▶ _TASK REQUIREMENTS_:
As the answer, set down the lines below from the one containing "Target: sky" through the one containing "Target: grassy bank", exactly and inclusively, and no others.

(Dataset entries)
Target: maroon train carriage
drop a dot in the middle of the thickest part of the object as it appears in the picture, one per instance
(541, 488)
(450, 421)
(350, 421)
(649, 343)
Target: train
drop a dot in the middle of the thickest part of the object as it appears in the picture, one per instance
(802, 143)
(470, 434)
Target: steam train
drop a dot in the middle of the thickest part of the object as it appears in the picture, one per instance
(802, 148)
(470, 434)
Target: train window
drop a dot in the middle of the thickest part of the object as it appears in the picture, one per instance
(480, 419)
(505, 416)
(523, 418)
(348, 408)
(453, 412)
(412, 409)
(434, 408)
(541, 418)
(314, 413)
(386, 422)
...
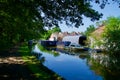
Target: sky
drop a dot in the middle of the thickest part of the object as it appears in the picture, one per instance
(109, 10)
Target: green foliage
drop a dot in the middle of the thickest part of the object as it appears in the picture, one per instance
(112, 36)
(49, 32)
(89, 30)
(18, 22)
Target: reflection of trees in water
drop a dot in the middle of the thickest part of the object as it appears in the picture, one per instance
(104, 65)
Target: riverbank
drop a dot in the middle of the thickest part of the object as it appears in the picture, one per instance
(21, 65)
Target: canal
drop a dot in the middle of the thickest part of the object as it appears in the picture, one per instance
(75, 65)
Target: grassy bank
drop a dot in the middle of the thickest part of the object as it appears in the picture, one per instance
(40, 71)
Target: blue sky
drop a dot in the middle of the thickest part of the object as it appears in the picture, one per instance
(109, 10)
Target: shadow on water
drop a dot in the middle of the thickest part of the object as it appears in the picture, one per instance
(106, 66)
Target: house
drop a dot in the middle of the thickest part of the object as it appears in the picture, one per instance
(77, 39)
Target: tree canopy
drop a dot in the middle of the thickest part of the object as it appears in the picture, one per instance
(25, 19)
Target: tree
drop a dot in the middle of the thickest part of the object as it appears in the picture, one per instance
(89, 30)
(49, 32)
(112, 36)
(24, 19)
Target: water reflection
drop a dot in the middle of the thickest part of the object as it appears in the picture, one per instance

▶ _ANSWER FOR THIS EXERCISE_:
Target: sky
drop a dot in the middle of the thickest part of the object as it appears in the picture, one per instance
(109, 10)
Target: green foliage
drop a dot in the middle of the thickest part of the object as it appears in the picture, one per instance
(112, 36)
(49, 32)
(89, 30)
(18, 22)
Target: reflection of trees in water
drop a dot in the middle of the thickest part of the object as it appears in the picture, one per instance
(104, 65)
Target: riverbank
drop a dot in the middle of the thickest part of the object as it appears in the picture, one per instance
(21, 65)
Target: canal
drop a dot in the middle of the thickest part of the object as it appears in the picture, one per instance
(75, 65)
Target: grassy bank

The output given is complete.